[START OF Supplied passage]
Author Concept Summary/Quotes Sources

Daron Acemoglu on Developing Countries - Dictionary of Arguments

Acemoglu I 258
Developing Countries/dual economy/Arthur Lewis/Acemoglu/Robinson: The “dual economy” paradigm, originally proposed in 1955 by Sir Arthur Lewis(1), still shapes the way that most social scientists think about the economic problems of less-developed countries. According to Lewis, many less-developed or underdeveloped economies have a dual structure and are divided into a modern sector and a traditional sector.
A. The modern sector, which corresponds to the more developed part of the economy, is associated with urban life, modern industry, and the use of advanced technologies.
B. The traditional sector is associated associated with rural life, agriculture, and “backward” institutions and technologies. Backward agricultural institutions include the communal ownership of land, which implies the absence of private property rights on land.
[END OF Supplied passage]
[START OF Information given]
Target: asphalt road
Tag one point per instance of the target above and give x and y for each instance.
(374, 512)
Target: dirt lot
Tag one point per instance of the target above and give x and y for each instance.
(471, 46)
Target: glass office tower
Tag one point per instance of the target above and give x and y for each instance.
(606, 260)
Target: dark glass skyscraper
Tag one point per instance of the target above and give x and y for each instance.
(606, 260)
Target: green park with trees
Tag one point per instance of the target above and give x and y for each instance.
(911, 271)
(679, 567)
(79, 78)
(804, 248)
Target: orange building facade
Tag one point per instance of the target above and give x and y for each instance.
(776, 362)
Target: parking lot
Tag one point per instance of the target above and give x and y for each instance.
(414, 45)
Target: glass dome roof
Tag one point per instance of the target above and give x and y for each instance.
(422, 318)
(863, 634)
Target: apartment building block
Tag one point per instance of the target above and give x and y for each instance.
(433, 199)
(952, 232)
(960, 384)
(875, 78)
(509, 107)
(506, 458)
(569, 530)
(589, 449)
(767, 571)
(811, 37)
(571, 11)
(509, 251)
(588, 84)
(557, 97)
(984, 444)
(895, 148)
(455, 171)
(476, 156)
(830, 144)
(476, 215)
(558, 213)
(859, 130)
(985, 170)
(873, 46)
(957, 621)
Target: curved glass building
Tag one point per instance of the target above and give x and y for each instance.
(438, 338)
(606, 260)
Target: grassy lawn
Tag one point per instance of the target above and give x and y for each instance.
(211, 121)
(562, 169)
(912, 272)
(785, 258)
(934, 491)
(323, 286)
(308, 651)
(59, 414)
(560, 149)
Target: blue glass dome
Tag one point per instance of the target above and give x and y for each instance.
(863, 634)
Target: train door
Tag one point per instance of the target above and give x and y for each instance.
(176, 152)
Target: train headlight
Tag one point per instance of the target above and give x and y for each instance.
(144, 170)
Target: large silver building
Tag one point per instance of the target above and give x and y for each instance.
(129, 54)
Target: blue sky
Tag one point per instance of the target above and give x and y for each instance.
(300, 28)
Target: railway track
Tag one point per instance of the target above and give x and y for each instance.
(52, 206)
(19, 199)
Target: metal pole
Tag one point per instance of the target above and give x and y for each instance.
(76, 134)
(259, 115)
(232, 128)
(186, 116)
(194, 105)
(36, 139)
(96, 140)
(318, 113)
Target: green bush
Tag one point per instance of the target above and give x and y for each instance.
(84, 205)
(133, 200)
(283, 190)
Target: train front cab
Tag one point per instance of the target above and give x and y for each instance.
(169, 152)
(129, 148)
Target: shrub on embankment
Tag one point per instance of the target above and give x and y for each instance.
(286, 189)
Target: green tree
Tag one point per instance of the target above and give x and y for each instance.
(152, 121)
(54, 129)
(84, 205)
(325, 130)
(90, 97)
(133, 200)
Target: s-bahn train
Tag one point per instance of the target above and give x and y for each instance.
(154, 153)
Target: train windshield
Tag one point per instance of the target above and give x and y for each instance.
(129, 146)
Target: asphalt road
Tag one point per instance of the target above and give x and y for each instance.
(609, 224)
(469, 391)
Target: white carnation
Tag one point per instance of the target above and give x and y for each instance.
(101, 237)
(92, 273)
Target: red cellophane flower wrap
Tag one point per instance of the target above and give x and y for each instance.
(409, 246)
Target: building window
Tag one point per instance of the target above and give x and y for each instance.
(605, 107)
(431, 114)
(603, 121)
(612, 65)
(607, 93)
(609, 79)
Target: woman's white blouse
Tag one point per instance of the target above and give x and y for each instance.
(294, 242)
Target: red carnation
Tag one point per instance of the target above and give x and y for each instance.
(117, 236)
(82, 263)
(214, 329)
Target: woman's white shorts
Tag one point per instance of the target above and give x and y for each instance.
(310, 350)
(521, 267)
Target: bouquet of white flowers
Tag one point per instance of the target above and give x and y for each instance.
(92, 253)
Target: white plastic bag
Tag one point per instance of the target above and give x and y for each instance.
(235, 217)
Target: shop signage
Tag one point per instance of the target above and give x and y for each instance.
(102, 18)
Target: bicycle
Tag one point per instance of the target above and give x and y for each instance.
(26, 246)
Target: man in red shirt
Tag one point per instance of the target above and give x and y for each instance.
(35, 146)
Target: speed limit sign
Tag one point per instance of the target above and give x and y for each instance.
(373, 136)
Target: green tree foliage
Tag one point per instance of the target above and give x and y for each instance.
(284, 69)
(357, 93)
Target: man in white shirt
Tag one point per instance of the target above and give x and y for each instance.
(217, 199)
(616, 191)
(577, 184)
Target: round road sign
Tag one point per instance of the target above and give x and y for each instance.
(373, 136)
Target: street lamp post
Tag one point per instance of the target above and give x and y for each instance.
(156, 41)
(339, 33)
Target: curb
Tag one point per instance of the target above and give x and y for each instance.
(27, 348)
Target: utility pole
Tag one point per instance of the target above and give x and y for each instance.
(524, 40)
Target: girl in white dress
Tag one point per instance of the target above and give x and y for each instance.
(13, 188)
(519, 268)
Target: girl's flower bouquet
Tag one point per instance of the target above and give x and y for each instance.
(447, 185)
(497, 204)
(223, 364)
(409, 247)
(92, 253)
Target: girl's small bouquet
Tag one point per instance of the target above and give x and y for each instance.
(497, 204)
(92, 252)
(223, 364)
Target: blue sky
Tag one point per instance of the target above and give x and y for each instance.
[END OF Information given]
→ What you are asked to do: Copy verbatim the portion of the dual-economy passage starting with "A. The modern" and going on through "rights on land.".

→ Response to the task:
A. The modern sector, which corresponds to the more developed part of the economy, is associated with urban life, modern industry, and the use of advanced technologies.
B. The traditional sector is associated associated with rural life, agriculture, and “backward” institutions and technologies. Backward agricultural institutions include the communal ownership of land, which implies the absence of private property rights on land.